## Entries
---
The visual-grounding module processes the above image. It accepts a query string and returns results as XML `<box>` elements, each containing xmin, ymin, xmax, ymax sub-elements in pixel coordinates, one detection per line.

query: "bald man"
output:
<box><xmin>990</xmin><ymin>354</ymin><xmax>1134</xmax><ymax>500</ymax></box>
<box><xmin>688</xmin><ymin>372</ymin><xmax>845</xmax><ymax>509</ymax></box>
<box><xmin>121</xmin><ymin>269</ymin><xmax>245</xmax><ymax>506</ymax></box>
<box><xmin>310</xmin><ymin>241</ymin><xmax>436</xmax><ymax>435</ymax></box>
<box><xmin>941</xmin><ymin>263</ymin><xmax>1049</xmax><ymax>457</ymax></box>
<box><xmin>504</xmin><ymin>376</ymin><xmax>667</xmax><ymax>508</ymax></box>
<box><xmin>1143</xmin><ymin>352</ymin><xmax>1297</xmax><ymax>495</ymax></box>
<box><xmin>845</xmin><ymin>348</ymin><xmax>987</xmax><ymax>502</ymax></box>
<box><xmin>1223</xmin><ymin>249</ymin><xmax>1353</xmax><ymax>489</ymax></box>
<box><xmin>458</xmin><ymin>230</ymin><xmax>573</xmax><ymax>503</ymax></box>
---
## Exercise aim
Update the records above by replacing "bald man" with "person" everywhere it occurs, and leave every other part unchanged.

## Solution to the exercise
The visual-grounding module processes the above image. It accepts a query string and returns results as XML `<box>` elements, each containing xmin, ymin, xmax, ymax sub-elements in pixel coordinates, one detection per line.

query: "person"
output:
<box><xmin>990</xmin><ymin>354</ymin><xmax>1134</xmax><ymax>500</ymax></box>
<box><xmin>688</xmin><ymin>372</ymin><xmax>845</xmax><ymax>509</ymax></box>
<box><xmin>121</xmin><ymin>269</ymin><xmax>245</xmax><ymax>506</ymax></box>
<box><xmin>310</xmin><ymin>241</ymin><xmax>436</xmax><ymax>435</ymax></box>
<box><xmin>941</xmin><ymin>263</ymin><xmax>1049</xmax><ymax>457</ymax></box>
<box><xmin>504</xmin><ymin>376</ymin><xmax>667</xmax><ymax>508</ymax></box>
<box><xmin>1143</xmin><ymin>352</ymin><xmax>1297</xmax><ymax>495</ymax></box>
<box><xmin>845</xmin><ymin>348</ymin><xmax>987</xmax><ymax>502</ymax></box>
<box><xmin>1223</xmin><ymin>249</ymin><xmax>1353</xmax><ymax>489</ymax></box>
<box><xmin>458</xmin><ymin>230</ymin><xmax>573</xmax><ymax>503</ymax></box>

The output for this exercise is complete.